Data extracted from a collection
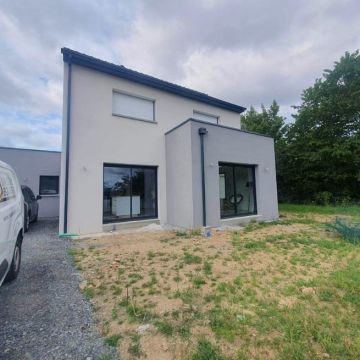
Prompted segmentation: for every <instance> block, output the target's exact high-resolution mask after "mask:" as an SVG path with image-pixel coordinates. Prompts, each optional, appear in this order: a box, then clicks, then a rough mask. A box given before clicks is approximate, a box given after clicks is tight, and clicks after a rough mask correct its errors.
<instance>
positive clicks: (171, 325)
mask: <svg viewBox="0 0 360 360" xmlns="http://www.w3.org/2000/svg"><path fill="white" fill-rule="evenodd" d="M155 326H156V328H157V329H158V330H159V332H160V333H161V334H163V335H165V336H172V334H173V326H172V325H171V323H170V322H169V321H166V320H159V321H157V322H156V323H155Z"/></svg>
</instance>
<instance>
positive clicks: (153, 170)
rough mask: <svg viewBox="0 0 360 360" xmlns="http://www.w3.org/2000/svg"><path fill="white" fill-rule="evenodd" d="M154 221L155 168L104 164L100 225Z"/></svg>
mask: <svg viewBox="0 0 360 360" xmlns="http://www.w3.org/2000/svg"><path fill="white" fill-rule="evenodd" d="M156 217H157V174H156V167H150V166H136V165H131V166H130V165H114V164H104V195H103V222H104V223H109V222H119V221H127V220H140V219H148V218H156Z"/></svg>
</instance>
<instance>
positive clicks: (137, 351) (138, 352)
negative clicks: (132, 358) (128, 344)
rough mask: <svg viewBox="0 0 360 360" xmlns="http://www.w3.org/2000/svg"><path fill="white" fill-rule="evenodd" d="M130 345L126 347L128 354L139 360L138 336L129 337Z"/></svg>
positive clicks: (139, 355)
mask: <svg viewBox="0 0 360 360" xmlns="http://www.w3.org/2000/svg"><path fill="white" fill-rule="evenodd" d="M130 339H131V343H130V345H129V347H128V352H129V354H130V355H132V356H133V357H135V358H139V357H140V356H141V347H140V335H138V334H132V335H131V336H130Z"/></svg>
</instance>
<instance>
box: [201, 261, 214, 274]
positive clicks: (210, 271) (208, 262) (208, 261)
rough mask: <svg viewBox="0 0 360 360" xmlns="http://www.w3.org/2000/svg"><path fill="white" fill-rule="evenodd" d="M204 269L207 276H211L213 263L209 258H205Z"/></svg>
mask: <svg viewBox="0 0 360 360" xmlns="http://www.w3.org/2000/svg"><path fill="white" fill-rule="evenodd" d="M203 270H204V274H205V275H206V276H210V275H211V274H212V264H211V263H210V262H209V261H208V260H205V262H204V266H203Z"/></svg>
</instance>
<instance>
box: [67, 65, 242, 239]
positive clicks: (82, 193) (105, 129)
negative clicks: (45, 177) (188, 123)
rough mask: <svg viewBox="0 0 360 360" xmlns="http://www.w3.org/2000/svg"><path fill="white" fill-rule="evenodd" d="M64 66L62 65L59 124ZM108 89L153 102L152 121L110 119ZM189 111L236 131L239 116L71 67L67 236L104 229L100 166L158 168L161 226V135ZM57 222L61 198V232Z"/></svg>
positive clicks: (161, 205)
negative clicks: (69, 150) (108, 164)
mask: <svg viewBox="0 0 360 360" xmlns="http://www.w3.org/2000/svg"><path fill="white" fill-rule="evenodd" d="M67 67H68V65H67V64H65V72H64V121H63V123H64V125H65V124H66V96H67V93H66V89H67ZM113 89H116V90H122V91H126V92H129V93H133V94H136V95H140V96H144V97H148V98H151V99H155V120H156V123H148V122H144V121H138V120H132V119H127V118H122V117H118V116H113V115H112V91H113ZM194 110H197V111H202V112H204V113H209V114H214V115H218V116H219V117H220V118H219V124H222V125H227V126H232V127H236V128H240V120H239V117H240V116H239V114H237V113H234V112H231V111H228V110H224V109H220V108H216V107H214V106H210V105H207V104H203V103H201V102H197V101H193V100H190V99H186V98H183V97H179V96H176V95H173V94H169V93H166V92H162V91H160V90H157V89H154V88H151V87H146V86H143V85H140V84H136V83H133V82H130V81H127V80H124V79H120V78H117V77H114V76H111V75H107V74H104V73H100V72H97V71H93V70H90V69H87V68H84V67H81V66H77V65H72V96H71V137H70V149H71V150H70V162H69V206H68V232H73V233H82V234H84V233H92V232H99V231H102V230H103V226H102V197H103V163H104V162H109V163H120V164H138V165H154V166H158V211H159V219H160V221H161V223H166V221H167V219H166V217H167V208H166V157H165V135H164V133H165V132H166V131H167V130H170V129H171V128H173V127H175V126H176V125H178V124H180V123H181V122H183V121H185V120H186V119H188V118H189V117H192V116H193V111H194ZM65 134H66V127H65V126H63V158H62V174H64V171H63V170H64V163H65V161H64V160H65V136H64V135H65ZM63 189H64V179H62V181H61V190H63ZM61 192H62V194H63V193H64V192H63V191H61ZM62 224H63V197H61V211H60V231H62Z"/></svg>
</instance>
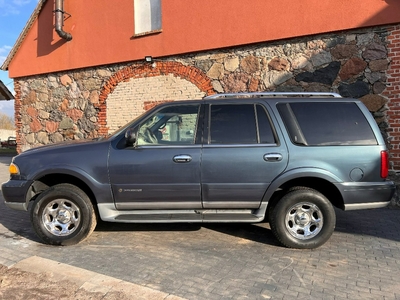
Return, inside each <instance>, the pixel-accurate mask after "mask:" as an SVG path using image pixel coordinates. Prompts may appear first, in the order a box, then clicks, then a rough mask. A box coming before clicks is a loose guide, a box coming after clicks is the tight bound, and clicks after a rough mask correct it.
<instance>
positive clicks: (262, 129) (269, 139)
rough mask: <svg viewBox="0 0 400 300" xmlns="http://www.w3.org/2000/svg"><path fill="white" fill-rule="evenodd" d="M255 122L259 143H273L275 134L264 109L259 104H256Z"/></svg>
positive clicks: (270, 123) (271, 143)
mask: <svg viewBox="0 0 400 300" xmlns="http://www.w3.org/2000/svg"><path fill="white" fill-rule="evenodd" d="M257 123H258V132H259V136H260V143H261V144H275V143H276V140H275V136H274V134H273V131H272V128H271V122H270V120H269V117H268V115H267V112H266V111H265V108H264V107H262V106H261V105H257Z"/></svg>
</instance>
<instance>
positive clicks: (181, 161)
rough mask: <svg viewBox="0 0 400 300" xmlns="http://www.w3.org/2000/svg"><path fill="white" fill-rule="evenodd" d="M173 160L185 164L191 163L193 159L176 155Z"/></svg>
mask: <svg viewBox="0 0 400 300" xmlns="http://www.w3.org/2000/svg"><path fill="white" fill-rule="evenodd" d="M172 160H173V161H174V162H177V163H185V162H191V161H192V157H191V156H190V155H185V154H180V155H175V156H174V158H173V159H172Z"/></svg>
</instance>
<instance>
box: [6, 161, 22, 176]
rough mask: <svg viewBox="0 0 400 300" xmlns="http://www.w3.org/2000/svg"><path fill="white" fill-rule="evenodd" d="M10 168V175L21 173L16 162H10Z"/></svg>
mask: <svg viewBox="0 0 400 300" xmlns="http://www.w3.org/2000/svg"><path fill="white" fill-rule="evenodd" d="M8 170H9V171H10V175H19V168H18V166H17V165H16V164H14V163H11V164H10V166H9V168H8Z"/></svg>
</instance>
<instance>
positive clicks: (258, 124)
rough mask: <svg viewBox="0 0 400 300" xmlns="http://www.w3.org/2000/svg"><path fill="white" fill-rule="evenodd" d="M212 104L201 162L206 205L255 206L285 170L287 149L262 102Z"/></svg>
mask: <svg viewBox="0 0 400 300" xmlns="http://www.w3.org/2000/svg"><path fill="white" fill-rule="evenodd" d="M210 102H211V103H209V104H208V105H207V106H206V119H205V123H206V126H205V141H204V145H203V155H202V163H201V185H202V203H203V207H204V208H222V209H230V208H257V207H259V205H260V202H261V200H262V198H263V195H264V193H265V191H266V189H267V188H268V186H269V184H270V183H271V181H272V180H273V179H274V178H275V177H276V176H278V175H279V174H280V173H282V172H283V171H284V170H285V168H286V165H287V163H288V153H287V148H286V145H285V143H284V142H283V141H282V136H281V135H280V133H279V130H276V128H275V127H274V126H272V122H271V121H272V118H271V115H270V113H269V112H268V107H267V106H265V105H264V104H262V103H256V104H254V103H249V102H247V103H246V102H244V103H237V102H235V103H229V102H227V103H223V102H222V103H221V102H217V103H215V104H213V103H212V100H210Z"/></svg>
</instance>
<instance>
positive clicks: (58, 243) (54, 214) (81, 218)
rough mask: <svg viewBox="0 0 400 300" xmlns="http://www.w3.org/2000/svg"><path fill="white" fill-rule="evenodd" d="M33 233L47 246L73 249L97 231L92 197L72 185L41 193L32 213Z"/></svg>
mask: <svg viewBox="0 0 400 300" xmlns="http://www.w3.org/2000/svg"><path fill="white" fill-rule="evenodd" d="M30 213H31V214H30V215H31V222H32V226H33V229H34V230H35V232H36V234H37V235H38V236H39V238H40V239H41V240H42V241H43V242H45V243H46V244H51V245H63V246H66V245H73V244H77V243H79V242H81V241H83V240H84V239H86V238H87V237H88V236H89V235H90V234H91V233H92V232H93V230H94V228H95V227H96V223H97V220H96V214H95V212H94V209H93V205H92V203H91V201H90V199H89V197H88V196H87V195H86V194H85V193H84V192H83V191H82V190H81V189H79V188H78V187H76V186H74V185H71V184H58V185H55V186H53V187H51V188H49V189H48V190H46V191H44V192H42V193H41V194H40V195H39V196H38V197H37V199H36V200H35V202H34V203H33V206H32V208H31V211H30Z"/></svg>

Action item. Give again, word for word, every line from the top of the data through the line with "positive clicks: (210, 271)", both ends included, and exclude the pictures.

Result of this exercise.
Prompted segmentation: for every <instance> block, output the target's exact high-resolution mask after "mask:" as an SVG path with image-pixel coordinates. Prompts, each optional, appear in this order: a box, then clicks, then a rough mask. A box given before clicks is approximate, a box given after clicks is tight, and clicks after a rough mask correct its errors.
<instance>
positive clicks: (171, 325)
mask: <svg viewBox="0 0 360 360" xmlns="http://www.w3.org/2000/svg"><path fill="white" fill-rule="evenodd" d="M155 326H156V328H157V329H158V330H159V332H160V333H161V334H163V335H165V336H172V334H173V326H172V325H171V323H170V322H169V321H166V320H159V321H157V322H156V323H155Z"/></svg>
</instance>
<instance>
positive clicks: (153, 170)
rough mask: <svg viewBox="0 0 360 360" xmlns="http://www.w3.org/2000/svg"><path fill="white" fill-rule="evenodd" d="M154 221L155 168L104 164L100 225Z"/></svg>
mask: <svg viewBox="0 0 360 360" xmlns="http://www.w3.org/2000/svg"><path fill="white" fill-rule="evenodd" d="M156 217H157V174H156V167H150V166H136V165H131V166H130V165H114V164H104V195H103V222H104V223H109V222H119V221H127V220H140V219H148V218H156Z"/></svg>
</instance>
<instance>
positive clicks: (137, 351) (138, 352)
negative clicks: (132, 358) (128, 344)
rough mask: <svg viewBox="0 0 360 360" xmlns="http://www.w3.org/2000/svg"><path fill="white" fill-rule="evenodd" d="M130 345L126 347L128 354L139 360L138 336L129 337Z"/></svg>
positive clicks: (139, 355)
mask: <svg viewBox="0 0 360 360" xmlns="http://www.w3.org/2000/svg"><path fill="white" fill-rule="evenodd" d="M130 339H131V343H130V345H129V347H128V352H129V354H130V355H132V356H133V357H135V358H139V357H140V356H141V347H140V335H138V334H132V335H131V336H130Z"/></svg>
</instance>
<instance>
box: [201, 261, 214, 274]
positive clicks: (210, 271) (208, 262) (208, 261)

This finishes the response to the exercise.